[Übungsfragen]
a: Kopieren Sie aus dem Textauszug über den Vormarsch der Taliban die Stelle, die mit „Zuvor waren mit“ beginnt und bis einschließlich „von Kabul eingenommen.“ reicht, Wort für Wort.
b: Stimmen die folgenden Aussagen mit dem Textauszug über den Vormarsch der Taliban überein? Antworten Sie jeweils mit Ja oder Nein und zitieren Sie die entscheidenden Worte des Textauszugs wörtlich.
(i) Sharana wurde den Taliban ohne Kampf übergeben.
(ii) Herat ist die zweitgrößte Stadt des Landes.
(iii) Im Kooperationsbüro in Kabul arbeiteten zehn Personen aus der Schweiz.
c: Führen Sie den Textauszug über den Vormarsch der Taliban im Anschluss an seinen letzten Satz weiter.

[Textauszug]
=-=-=

Seit der Entscheidung über den Abzug der internationalen Truppen aus Afghanistan Mitte April haben die Taliban grosse Teile des Landes erobert. Mittlerweile stehen 20 der 34 Provinzhauptstädte unter ihrer Kontrolle. Landesweit gingen die Kämpfe am Samstag in mindestens fünf Provinzen weiter. Die militanten Islamisten konnten zwei kleine Provinzhauptstädte übernehmen.

Sharana in der Provinz Paktia mit geschätzt 66’000 Einwohnern sei nach Vermittlung Ältester den Taliban kampflos übergeben worden, bestätigten lokale Behördenvertreter. Wenig später bestätigten mehrere lokale Behördenvertreter, dass Regierungsvertreter und Sicherheitskräfte auch Asadabad, die Hauptstadt der Provinz Kunar im Osten des Landes mit geschätzt 40’000 Einwohnern, verlassen hätten. Man habe so zivile Opfer und Zerstörung verhindern wollen.

Zuvor waren mit Herat und Kandahar bereits die dritt- und die zweitgrösste Stadt des Landes an die Islamisten gefallen. Mit Pul-i Alam in der Provinz Logar haben die Taliban auch eine Provinzhauptstadt rund 70 Kilometer südlich von Kabul eingenommen.

Schweiz reagiert auf dramatische Entwicklungen

Westliche Staaten beschleunigen derweil ihre Bemühungen, eigenes Personal und afghanische Ortskräfte vor den rasch vorrückenden Taliban in Sicherheit zu bringen. Das US-Aussenministerium kündigte an, dass die dazu gedachte Verstärkung der US-Truppen in Afghanistan um rund 3000 Soldaten bis Sonntag grösstenteils in Kabul sein werde. Rund 5000 weitere Soldaten werden zudem im Nahen Osten stationiert, um als mögliche Verstärkung bereitzustehen. Biden warnte die Taliban davor, die Mission zu behindern. Angriffe auf US-Interessen würden rasch und energisch beantwortet.

Der britische Premier Boris Johnson sagte, Mitarbeiter der britischen Botschaft sollten Kabul binnen Tagen verlassen. Auch die Schweiz handelt: Sie schliesst das Kooperationsbüro in Kabul. Dort arbeiteten sechs Personen aus der Schweiz. Drei von ihnen sind bereits abgereist. Die übrigen würden so rasch wie möglich abreisen, sagte EDA-Staatssekretärin Livia Leu am Freitagabend vor den Medien.

=-=-=

(Gespeicherte Einträge)
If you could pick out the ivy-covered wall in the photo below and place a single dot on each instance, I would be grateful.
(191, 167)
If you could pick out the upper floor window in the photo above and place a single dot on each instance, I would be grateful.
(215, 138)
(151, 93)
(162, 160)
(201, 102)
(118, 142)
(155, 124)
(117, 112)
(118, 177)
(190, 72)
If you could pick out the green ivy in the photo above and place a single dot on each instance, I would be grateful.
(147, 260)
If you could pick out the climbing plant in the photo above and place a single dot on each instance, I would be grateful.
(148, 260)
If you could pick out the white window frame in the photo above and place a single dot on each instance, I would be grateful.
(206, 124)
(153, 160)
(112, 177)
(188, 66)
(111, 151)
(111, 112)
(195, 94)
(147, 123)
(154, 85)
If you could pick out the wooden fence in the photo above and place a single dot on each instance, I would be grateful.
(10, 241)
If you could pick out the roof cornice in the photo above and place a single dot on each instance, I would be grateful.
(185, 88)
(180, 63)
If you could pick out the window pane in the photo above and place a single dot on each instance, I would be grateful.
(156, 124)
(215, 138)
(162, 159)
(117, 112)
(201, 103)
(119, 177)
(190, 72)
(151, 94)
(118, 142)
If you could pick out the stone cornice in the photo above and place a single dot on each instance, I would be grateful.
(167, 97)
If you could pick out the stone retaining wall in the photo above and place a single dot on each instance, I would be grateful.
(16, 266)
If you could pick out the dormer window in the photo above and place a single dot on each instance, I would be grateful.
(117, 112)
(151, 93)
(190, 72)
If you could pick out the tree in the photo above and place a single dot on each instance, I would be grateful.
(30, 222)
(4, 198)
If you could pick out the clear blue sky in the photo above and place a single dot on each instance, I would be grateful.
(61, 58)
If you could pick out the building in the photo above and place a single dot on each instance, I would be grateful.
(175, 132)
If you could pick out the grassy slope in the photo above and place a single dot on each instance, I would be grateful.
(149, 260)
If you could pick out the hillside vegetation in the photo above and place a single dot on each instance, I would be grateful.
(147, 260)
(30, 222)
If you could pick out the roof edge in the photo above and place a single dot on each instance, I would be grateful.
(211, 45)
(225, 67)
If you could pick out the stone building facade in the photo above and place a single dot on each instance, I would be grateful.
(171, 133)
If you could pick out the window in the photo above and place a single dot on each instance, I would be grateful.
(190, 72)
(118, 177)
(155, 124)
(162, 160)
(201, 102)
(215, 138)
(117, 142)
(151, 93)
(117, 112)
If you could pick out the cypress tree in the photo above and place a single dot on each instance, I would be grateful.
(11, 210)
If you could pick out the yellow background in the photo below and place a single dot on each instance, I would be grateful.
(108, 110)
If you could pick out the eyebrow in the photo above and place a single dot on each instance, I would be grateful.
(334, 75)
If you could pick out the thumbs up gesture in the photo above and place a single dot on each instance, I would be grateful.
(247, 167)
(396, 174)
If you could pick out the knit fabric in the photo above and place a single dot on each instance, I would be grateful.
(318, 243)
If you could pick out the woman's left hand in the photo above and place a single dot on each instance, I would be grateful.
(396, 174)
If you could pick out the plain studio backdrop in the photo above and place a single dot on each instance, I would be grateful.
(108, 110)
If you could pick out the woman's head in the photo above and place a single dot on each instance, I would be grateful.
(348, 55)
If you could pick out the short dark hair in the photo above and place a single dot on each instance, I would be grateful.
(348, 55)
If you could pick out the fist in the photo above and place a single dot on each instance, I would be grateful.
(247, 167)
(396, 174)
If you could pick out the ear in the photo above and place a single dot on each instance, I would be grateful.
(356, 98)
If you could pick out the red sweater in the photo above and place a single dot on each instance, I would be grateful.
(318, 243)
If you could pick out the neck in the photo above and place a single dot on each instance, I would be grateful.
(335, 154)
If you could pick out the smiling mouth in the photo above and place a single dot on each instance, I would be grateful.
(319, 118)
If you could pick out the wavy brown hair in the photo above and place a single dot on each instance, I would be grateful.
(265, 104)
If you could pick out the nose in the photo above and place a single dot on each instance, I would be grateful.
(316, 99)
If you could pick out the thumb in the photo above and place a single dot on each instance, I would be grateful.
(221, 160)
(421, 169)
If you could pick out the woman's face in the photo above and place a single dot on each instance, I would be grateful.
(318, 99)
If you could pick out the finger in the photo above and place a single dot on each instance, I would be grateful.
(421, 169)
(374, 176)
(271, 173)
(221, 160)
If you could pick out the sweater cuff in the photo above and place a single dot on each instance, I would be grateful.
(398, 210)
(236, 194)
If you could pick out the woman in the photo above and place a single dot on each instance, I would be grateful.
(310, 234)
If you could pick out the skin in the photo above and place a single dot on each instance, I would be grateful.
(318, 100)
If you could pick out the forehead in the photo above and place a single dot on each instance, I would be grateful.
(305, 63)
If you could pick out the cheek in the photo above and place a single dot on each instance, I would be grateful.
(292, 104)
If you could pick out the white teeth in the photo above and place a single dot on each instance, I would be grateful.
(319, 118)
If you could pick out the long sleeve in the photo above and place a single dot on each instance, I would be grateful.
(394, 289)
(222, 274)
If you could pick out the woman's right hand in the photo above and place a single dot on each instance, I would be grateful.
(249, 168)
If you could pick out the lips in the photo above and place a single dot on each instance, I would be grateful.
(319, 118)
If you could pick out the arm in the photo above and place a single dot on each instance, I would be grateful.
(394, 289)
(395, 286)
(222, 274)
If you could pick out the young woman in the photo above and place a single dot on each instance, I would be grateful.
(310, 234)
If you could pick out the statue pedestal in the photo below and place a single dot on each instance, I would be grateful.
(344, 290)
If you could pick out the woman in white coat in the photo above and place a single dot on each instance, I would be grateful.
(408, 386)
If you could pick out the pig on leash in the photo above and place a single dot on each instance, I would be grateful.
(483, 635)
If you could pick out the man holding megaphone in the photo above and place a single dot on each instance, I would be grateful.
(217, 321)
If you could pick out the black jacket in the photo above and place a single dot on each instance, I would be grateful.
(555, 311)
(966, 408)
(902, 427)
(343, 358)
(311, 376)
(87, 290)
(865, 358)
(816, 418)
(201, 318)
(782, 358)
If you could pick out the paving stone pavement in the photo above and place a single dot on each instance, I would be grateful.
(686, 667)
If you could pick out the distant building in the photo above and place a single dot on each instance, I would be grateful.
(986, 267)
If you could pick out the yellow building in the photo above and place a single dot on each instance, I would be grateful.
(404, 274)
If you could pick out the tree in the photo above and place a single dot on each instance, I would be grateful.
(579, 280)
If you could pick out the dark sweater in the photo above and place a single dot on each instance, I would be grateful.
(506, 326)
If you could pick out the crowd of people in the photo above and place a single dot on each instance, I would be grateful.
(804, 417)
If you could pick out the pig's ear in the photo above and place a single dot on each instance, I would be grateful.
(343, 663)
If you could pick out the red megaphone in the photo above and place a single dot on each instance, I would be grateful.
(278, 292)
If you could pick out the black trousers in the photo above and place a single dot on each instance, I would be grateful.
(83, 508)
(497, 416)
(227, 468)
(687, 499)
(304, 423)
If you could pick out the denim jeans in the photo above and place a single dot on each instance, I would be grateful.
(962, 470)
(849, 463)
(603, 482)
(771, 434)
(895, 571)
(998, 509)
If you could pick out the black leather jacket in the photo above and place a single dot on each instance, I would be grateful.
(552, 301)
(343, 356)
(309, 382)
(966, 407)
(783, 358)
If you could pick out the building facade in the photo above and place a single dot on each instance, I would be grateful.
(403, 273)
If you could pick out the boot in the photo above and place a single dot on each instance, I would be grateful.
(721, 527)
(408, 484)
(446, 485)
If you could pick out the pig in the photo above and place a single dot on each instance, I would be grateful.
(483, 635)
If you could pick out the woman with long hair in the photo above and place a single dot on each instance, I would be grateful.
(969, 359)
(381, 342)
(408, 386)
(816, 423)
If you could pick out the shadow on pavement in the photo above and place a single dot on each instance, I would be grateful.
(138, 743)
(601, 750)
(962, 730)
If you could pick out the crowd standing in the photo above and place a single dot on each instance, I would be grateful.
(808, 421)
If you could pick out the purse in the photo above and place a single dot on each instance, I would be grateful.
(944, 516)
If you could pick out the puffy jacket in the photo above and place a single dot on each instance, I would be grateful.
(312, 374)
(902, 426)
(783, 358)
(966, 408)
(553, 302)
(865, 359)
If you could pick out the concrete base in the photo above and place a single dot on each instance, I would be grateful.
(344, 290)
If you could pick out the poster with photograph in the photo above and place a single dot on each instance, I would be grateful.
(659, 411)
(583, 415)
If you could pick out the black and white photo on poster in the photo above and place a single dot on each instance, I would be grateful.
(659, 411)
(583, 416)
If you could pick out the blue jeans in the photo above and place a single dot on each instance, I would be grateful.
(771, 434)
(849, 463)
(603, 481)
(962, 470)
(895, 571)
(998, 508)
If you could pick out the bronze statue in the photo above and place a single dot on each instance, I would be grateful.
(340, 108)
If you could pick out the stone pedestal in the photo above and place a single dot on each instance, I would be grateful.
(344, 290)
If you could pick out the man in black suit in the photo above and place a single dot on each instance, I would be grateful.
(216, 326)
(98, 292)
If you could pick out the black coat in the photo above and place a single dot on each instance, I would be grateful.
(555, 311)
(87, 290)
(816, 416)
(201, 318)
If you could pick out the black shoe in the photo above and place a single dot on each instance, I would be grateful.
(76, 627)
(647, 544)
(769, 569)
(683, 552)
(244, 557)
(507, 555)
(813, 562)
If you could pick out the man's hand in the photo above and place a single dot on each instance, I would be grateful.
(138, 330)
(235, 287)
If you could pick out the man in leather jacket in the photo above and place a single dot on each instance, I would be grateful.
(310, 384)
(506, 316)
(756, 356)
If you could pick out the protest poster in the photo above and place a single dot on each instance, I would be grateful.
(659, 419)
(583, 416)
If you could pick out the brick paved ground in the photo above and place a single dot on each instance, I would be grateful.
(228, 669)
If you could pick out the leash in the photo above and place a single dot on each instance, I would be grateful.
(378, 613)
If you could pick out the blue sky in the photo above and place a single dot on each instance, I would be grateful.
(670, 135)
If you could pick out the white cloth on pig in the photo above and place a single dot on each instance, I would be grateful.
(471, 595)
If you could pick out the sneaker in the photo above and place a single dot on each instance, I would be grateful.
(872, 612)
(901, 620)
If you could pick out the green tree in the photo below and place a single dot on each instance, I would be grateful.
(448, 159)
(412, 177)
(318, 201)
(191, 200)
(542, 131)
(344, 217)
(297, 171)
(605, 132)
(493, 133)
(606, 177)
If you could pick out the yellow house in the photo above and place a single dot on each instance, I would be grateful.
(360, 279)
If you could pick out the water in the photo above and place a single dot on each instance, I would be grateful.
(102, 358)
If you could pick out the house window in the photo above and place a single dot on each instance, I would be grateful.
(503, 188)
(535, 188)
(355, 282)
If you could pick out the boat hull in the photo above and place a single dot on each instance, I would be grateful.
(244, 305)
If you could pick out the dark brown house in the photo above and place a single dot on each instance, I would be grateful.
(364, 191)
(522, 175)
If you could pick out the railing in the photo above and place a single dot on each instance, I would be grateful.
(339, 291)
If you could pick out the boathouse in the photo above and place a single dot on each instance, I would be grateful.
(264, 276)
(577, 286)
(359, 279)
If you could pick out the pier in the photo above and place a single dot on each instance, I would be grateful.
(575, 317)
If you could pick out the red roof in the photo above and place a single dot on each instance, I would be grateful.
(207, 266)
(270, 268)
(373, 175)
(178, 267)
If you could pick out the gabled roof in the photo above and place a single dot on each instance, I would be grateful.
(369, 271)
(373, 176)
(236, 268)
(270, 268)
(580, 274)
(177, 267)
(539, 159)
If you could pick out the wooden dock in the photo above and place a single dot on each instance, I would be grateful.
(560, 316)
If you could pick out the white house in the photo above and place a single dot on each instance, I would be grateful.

=-=-=

[Antworten]
a:
Zuvor waren mit Herat und Kandahar bereits die dritt- und die zweitgrösste Stadt des Landes an die Islamisten gefallen. Mit Pul-i Alam in der Provinz Logar haben die Taliban auch eine Provinzhauptstadt rund 70 Kilometer südlich von Kabul eingenommen.

b:
(i) Ja: „nach Vermittlung Ältester den Taliban kampflos übergeben worden“
(ii) Nein: „Zuvor waren mit Herat und Kandahar bereits die dritt- und die zweitgrösste Stadt des Landes an die Islamisten gefallen.“
(iii) Nein: „Dort arbeiteten sechs Personen aus der Schweiz.“

c:
Staatssekretärin Livia Leu (rechts), Staatssekretär Mario Gattiker und Deza-Leiterin Patricia Danzi äussern sich zur Lage in Afghanistan und zu den Massnahmen der Schweiz.

Frankreich will afghanischen Ortskräften und anderen gefährdeten Personengruppen unkompliziert Schutz in Frankreich gewähren. Als eines von nur drei Ländern stelle Frankreich weiterhin in Kabul Visa aus, hiess es am Freitagabend aus Élyséekreisen. Man bemühe sich ausserordentlich, afghanischen Künstlern, Journalisten und Vorkämpfern der Menschenrechte den Zugang nach Frankreich zu erleichtern. Zwischen Mai und Juli seien bereits 625 afghanische Ortskräfte samt Familien in Frankreich aufgenommen worden.

Mangelnde Kampfmoral?

Der frühere Nato-General Hans-Lothar Domröse plädiert nach dem Scheitern des Afghanistan-Einsatzes für ein Überdenken des Vorgehens bei Militärengagements ausserhalb Europas. «Unser gesamtes Konzept «train assist advise» (ausbilden, unterstützen, beraten) werden wir überprüfen müssen und wir müssen fairerweise die Frage stellen: Funktioniert das ausserhalb Europas? Scheinbar nicht», sagte der Heeresgeneral am Samstag in NDR Info. Man müsse bei Auslandseinsätzen vorher politische Ziele klar setzen, langen Durchhaltewillen zeigen – oder eben nicht hingehen.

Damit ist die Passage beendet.